-------- Reading text
Insurance/reinsurance operations

In 2021, 85% of the company’s gross premium distribution was in insurance (including all direct business and facultative placements written across the company), valued at around US$7.2 billion. The remaining 15% of gross written premium – totalling US$1.2 billion - was in reinsurance (including all treaty reinsurance written across the company).

“Our underwriting operations delivered a 90% combined ratio, which reflected the impact of recent underwriting actions we’ve taken to enhance our profitability while growing gross premium volume to US$8.5 billion,” said Thomas S. Gayner and Richard R. Whitt, co-chief executive officers.

Markel’s expertise

In general, Markel’s underwriters tend to focus on specialty risks. The firm has listed a number of areas that it specialises in: agriculture; casualty; commercial property; construction; cyber liability; D&O, E&O, energy and environmental; general and excess liability; ocean and inland marine; personal lines; professional liability; small businesses; trade credit; and workers’ compensation. 

Going public

Markel Corporation spent 56 years as a private company before going public on December 12, 1986. In its final year as a private corporation, Markel’s total operating revenues were US$33.3million. Fast-forward 35 years to 2021 and its total operating revenues hit US$12.8 billion. Invested assets also grew from US$31 million to US$28.3 billion in the same period, and total assets grew from US$57 million to US$48.4 billion.

M&A activity

Markel Corporation has made some significant acquisitions in recent years. In November 2018, the firm completed its acquisition of Nephila, an investment manager specialising in insurance-linked securities (ILS) and weather-related risks. The acquisition made Markel the second-largest fund manager in the ILS sector. At the time of closing, Markel co-CEO Richie Whitt commented: “The addition of Nephila to Markel’s insurance, reinsurance, insurtech, fronting, and existing insurance-linked securities capabilities will enhance and strengthen the breadth and depth of Markel’s offerings to policyholders, producers, and investors.”

In 2017, Markel purchased State National Companies for about US$919 million. The Texas-based firm was the largest and longest-standing pure-play insurance fronting business in the US. State National’s program services business provides licensed admitted paper to specialty companies and capital providers.
----------------
Assigned task 1 — In the text about Markel Corporation, rewrite the passage starting at "In general, Markel’s" and ending at "to US$48.4 billion.", changing "operating revenues" to "sales" wherever it appears.
Assigned task 2 — According to the text about Markel Corporation, roughly how much did Markel pay for State National Companies in 2017?
Assigned task 3 — Resume the text about Markel Corporation after its final sentence.
-------- Material provided
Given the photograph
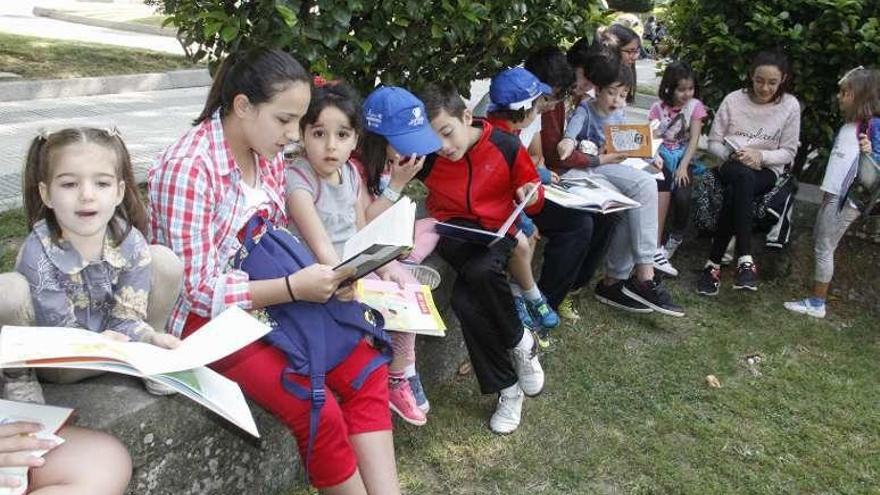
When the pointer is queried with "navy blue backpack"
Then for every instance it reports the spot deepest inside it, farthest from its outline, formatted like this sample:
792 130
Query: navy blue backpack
314 337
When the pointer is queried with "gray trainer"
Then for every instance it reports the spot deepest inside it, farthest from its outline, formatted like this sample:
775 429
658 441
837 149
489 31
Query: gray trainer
508 412
528 368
----------------
Written response 1 —
In general, Markel’s underwriters tend to focus on specialty risks. The firm has listed a number of areas that it specialises in: agriculture; casualty; commercial property; construction; cyber liability; D&O, E&O, energy and environmental; general and excess liability; ocean and inland marine; personal lines; professional liability; small businesses; trade credit; and workers’ compensation. 

Going public

Markel Corporation spent 56 years as a private company before going public on December 12, 1986. In its final year as a private corporation, Markel’s total sales were US$33.3million. Fast-forward 35 years to 2021 and its total sales hit US$12.8 billion. Invested assets also grew from US$31 million to US$28.3 billion in the same period, and total assets grew from US$57 million to US$48.4 billion.

Written response 2 — About US$919 million.

Written response 3 —
Whitt commented on the deal: “Strategically, State National will help us to leverage our insurtech and digital distribution initiatives, diversify our underwriting and fee-based portfolios and revenue streams, and add to Markel’s third-party capital capabilities. Combining Markel’s financial strength with State National’s unique business model and proven record of success, we are confident that all stakeholders will be well-served moving forward.”

Markel at a glance - 2021

  • Earned premiums rose 16%, reflecting continued growth in gross premium volume from new business and more favorable rates
  • Lower combined ratio compared to 2020 was primarily due to significant losses attributed to COVID-19 and a lower attritional loss ratio partly because of the benefit of a favorable pricing environment
  • Net investment gains reflected a substantial increase in the fair value of its equity portfolio driven by favorable market value movements during the year
  • Operating revenues, operating income, and EBITDA from our Markel Ventures operations continued to expand through both acquisitions and organic growth
  • Comprehensive income to shareholders reflected the contribution of net income, partially offset by decreases in net unrealized gains on our fixed maturity portfolio

“Our 2021 results show what we can achieve when all three of our operating engines – insurance, investments and Markel Ventures – power us forward,” Gayner and Whitt said. “Each contributed in meaningful ways to a record-setting 2021 across many financial metrics, including operating revenues and operating income, among others… We added two tremendous companies, Buckner and Metromont, to our Markel Ventures family of companies during a year in which revenues and EBITDA far surpassed previous record levels. Our investment portfolio provided strong returns on the back of the terrific performance of our equity portfolio.”